## Exercise passage
┌──

# Ball Pythons > BP Morphs & Genetics >  The Punnett Square Tool!

## Mendel's Balls

Here's a very good Punnett Square Generator...probably the best I've used.

It allows you to represent genes and their alleles with letters of your choice. Just type them in! It will apply the principle of segregation and independent assortment, but you'll have to figure out the phenotypes for yourself using the correct dominance relationship between the alleles.

Try a three trait cross between two Pastel(P) Spider(S) Het Axanthics (n).  It would suck to draw that square by hand, but this web tool does it for you.

Unfortunately the results dont paste here correctly....even if you use the tool's print option.

----------

OhhWatALoser (05-23-2012)

----------


## wildlifewarrior

Great generator i really like it!!!


~mike

----------


## Mendel's Balls

The directions for the tool are at the bottom of the page.

Here they are also.

└──

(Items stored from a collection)
┌──

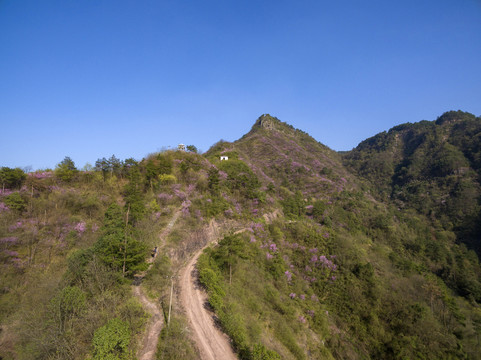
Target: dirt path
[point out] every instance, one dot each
(152, 333)
(212, 343)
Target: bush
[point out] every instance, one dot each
(111, 341)
(15, 202)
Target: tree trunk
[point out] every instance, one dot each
(125, 240)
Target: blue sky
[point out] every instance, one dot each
(92, 78)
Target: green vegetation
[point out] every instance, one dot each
(370, 254)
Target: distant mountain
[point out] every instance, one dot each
(314, 254)
(284, 156)
(431, 166)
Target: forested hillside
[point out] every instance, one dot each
(368, 254)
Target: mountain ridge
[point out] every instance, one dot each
(362, 260)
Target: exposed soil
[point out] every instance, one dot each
(151, 336)
(212, 343)
(152, 333)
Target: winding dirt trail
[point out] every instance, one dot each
(212, 343)
(151, 336)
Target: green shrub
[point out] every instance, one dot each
(111, 341)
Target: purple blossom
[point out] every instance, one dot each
(164, 196)
(80, 227)
(41, 175)
(10, 253)
(15, 226)
(180, 194)
(5, 192)
(185, 207)
(9, 240)
(222, 175)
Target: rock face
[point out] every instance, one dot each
(266, 121)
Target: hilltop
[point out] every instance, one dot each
(314, 254)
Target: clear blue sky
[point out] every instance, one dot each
(92, 78)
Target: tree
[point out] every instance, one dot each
(111, 341)
(102, 165)
(192, 148)
(117, 247)
(69, 303)
(115, 165)
(66, 169)
(213, 179)
(12, 178)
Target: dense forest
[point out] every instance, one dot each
(371, 253)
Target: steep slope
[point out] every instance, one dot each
(326, 267)
(341, 274)
(431, 166)
(283, 156)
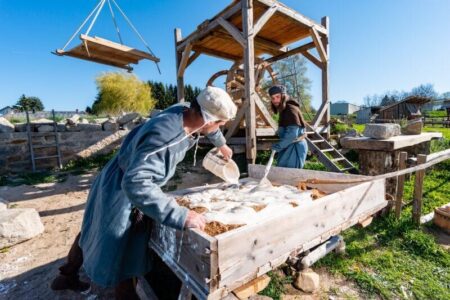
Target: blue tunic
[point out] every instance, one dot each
(291, 155)
(112, 251)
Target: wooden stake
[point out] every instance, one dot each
(400, 184)
(249, 73)
(180, 80)
(418, 190)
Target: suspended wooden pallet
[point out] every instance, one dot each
(106, 52)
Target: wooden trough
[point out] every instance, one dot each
(106, 52)
(212, 267)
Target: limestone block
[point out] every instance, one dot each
(73, 120)
(6, 126)
(3, 204)
(89, 127)
(18, 225)
(381, 131)
(45, 128)
(110, 125)
(308, 281)
(413, 127)
(127, 118)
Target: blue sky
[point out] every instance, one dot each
(375, 46)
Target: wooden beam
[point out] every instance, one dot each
(235, 33)
(260, 43)
(192, 58)
(249, 74)
(295, 16)
(178, 55)
(184, 60)
(216, 53)
(400, 184)
(325, 79)
(208, 25)
(264, 18)
(318, 42)
(235, 123)
(418, 190)
(294, 51)
(265, 113)
(313, 59)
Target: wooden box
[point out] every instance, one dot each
(212, 267)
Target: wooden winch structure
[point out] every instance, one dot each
(253, 34)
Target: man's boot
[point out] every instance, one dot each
(68, 278)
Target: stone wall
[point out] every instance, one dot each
(15, 153)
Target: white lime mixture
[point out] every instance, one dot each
(236, 205)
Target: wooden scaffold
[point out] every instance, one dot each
(253, 34)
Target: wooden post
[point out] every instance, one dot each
(418, 190)
(178, 56)
(325, 88)
(249, 73)
(400, 184)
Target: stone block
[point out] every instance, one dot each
(18, 225)
(73, 120)
(3, 204)
(127, 118)
(308, 281)
(45, 128)
(382, 131)
(110, 125)
(89, 127)
(6, 126)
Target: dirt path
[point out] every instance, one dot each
(27, 269)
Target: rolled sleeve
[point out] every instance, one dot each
(217, 138)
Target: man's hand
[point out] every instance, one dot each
(195, 220)
(226, 152)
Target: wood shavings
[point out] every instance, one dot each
(215, 228)
(301, 186)
(259, 207)
(316, 194)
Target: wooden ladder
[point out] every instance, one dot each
(328, 155)
(33, 147)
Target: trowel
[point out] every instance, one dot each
(265, 183)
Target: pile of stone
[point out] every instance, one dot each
(18, 224)
(76, 123)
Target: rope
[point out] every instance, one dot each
(82, 25)
(445, 155)
(137, 32)
(95, 17)
(114, 20)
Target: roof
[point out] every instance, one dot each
(284, 27)
(419, 100)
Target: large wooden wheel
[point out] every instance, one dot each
(235, 84)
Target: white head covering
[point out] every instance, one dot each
(216, 104)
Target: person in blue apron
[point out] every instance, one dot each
(292, 147)
(113, 243)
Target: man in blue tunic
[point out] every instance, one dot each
(292, 147)
(109, 246)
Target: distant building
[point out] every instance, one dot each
(6, 110)
(408, 108)
(343, 108)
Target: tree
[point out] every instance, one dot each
(119, 92)
(292, 74)
(29, 103)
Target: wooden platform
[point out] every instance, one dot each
(215, 266)
(390, 144)
(106, 52)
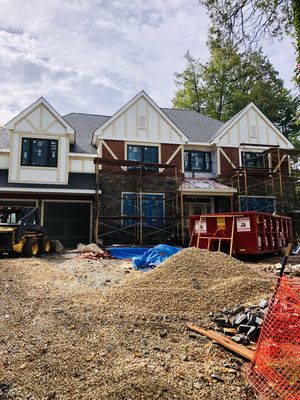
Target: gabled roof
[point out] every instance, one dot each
(85, 125)
(69, 129)
(141, 94)
(4, 139)
(223, 129)
(197, 127)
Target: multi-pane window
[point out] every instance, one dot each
(152, 206)
(198, 161)
(147, 154)
(254, 160)
(39, 152)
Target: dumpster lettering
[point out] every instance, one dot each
(243, 225)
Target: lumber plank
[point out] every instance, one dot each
(224, 341)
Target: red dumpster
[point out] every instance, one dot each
(238, 233)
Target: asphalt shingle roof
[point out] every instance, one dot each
(197, 127)
(76, 181)
(4, 139)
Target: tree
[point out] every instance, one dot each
(246, 21)
(229, 81)
(189, 96)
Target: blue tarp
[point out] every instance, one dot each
(127, 252)
(155, 256)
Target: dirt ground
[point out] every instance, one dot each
(64, 334)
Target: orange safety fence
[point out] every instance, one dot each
(275, 369)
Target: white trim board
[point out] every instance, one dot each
(141, 94)
(43, 190)
(223, 129)
(41, 101)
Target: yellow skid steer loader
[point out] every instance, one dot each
(21, 232)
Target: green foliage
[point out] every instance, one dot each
(247, 21)
(231, 80)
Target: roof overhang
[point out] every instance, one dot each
(142, 93)
(205, 187)
(42, 101)
(46, 190)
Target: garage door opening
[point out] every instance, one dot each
(68, 222)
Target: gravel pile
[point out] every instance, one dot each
(191, 283)
(62, 339)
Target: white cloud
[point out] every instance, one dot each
(92, 56)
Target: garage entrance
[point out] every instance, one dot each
(68, 222)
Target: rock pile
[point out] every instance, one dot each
(242, 323)
(190, 284)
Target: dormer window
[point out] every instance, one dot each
(142, 122)
(253, 131)
(39, 152)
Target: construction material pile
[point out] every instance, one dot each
(72, 340)
(242, 323)
(190, 283)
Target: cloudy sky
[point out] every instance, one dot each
(94, 55)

└──

## Work item
In the forum thread about the Punnett square tool, what does the tool leave for the user to work out? Nothing in the listing is needed for this.

## Exercise result
The phenotypes, which the user must figure out using the correct dominance relationship between the alleles.